*Selected extract*:
━━━━━━━━━━
Working people are well aware of the importance of their medical benefits. Many employees will tell you that one of the reasons they chose their present job is that it provided good medical coverage for their family.
As important as medical coverage is to workers and their families, it’s just as important to retirees. According to Fidelity Investments’ latest health care cost estimate, a 65-year-old couple retiring in 2010 without employer-provided retiree health insurance would need about $250,000 to cover future medical expenses. Besides actual medical costs, this figure considers such healthcare-related expenses as Medicare Part B and D premiums, Medicare cost-sharing provisions, co-payments, coinsurance, deductibles, excluded benefits, and prescription drug out-of-pocket costs. It does not include other health expenses, such as over-the-counter medications, dental services, or long-term care needs.
The $250,000 represents a 4.2 percent increase from Fidelity’s estimate last year of the amount a typical U.S. couple would need during retirement to pay for health care. Since the forecast was first calculated in 2002, the number has risen 56 percent.
The study found that health care costs average $535 a month per couple, the second largest expense compared to food costs, which average $659 a month. Furthermore, healthcare costs account for approximately one-fifth of an average couple’s monthly payments of $2,842.
These findings come on the heels of the current employer trend of getting rid of healthcare plans that supplement Medicare because of rising costs and making retirees directly responsible for paying their healthcare expenses. Combine this phenomenon with health insurance premiums growing more than three times earnings growth and two-and-a-half times the rate of consumer inflation. You have the beginning of a trend toward making individuals accountable for all or part of their healthcare costs in retirement.
Fidelity offers the following six suggestions to help Americans better manage their retirement healthcare costs:
1. Set aside money specifically for medical needs
Rather than saving generically for retirement, it may help to have separate and distinct savings account specifically for medical expenses in retirement, given their essential nature. To achieve the goal, eligible individuals could use a healthcare savings vehicle such as a health savings account (HSA) or earmark a portion of their retirement account.
2. Investigate the cost of supplemental health insurance in various geographic locations
Supplemental insurance reimburses individuals over 65 for some or all of their cost-sharing, not covered by traditional Medicare. In addition to additional insurance, other coverage may also be available (e.g., Medicare HMO). Medicare’s official Web site (medicare.gov) and many state Web sites list the supplemental health plans available, including those for Medicare Part D. As individuals approach retirement, they should become familiar with their plan options, the costs, and how these vary by location.
━━━━━━━━━━
*Extracted information*:
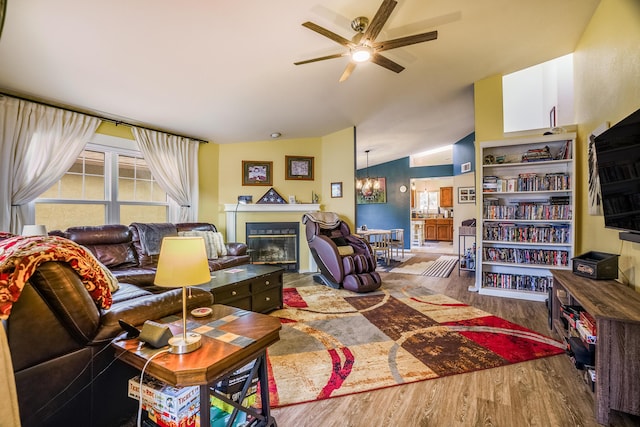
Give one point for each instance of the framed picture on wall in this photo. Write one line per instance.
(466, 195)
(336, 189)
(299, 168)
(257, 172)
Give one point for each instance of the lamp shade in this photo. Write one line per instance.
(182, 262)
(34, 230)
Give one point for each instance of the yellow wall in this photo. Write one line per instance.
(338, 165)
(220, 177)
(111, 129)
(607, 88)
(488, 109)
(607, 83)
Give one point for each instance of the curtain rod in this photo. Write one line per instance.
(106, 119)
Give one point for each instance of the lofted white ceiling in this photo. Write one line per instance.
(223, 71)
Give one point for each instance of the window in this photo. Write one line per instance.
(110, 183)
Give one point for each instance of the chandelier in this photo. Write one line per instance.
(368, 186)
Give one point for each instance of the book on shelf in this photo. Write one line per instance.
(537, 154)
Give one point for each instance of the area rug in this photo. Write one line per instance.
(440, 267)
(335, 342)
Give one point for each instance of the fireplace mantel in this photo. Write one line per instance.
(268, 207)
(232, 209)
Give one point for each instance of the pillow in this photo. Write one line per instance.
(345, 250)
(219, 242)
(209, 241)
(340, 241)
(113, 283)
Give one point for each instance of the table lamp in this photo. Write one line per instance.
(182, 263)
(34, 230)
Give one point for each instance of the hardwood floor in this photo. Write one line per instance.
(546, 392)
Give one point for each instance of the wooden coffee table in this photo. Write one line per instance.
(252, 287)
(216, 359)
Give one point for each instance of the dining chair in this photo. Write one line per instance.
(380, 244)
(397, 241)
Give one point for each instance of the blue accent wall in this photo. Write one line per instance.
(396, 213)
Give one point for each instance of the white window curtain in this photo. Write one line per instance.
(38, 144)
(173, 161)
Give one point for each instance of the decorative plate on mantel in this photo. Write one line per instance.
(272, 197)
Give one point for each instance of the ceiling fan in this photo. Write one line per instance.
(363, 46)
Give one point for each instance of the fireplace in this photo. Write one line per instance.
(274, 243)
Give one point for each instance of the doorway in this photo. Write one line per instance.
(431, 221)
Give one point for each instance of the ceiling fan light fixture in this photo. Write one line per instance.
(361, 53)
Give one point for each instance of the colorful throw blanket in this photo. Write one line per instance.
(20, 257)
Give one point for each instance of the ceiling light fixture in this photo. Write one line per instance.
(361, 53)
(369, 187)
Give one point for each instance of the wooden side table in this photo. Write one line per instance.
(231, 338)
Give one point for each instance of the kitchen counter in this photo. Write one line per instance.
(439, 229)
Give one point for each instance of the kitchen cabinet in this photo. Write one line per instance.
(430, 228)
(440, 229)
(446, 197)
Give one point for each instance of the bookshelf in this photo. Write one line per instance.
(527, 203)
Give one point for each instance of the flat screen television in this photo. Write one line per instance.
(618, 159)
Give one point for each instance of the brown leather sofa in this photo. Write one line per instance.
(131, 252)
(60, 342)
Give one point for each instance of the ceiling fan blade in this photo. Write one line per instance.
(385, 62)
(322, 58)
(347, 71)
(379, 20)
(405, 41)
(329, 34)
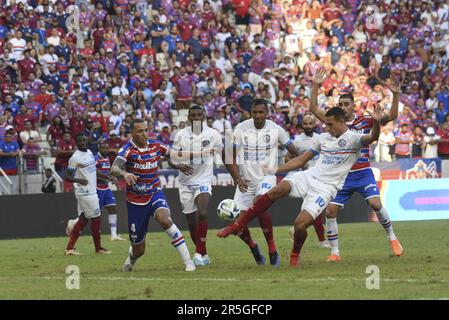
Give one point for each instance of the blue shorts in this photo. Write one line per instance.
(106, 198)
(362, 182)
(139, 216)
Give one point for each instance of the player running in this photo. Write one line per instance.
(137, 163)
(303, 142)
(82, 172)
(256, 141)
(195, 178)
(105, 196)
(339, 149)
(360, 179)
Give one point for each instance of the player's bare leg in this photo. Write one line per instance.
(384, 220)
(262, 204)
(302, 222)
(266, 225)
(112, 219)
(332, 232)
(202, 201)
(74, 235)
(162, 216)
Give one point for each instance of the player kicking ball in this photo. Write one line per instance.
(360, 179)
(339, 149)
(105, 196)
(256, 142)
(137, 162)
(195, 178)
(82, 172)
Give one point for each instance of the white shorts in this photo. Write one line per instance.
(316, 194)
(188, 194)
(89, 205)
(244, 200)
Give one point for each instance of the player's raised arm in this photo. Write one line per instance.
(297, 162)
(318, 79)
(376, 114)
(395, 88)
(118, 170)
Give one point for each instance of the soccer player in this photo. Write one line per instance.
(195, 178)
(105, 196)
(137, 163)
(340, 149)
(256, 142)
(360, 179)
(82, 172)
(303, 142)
━━━━━━━━━━
*Work item A*:
Copy word for word the part of the passage on retirement health care costs from "The $250,000 represents" to "risen 56 percent.".
*Work item B*:
Write the next part of the passage on retirement health care costs, picking up after its final sentence.
The listing comes from a different source than the passage on retirement health care costs.

*Exercise response A*:
The $250,000 represents a 4.2 percent increase from Fidelity’s estimate last year of the amount a typical U.S. couple would need during retirement to pay for health care. Since the forecast was first calculated in 2002, the number has risen 56 percent.

*Exercise response B*:
3. Consider phased retirement as part of an overall strategic plan
Some employers offer part-time work with health care benefits. This type of employment can allow pre-retirees to avoid dipping into their savings accounts too soon for healthcare needs. By gradually entering retirement, these individuals will be protecting their savings for longer.
1. Be proactive in preventive care
There are simple ways to help contain healthcare costs. For example, get routine doctor-recommended screenings for diseases such as colon cancer. If an individual is otherwise healthy, it is still important to maintain recommended preventive care guidelines. Taking prescription medications according to schedule is another way to avoid complications.
2. Select quality providers
The U.S. Department of Health & Human Services Web site provides information on how healthy hospitals nationwide care for patients with certain medical conditions or who have undergone various surgical procedures. Using a national database of hospitals, the Web site compares a given hospital’s quality of care and treatment/surgery. Patients at better-performing hospitals tend to have fewer complications, reducing the risk of additional medical expenses.
3. Always review health claims for accuracy
It is not uncommon for mistakes to happen in the claims payment process. The error could be in many forms, including charges for services not rendered or incorrect charges for a given service. When retirees receive medical bills, they should take the time to review them and follow up with their healthcare provider when they have questions or concerns about billing.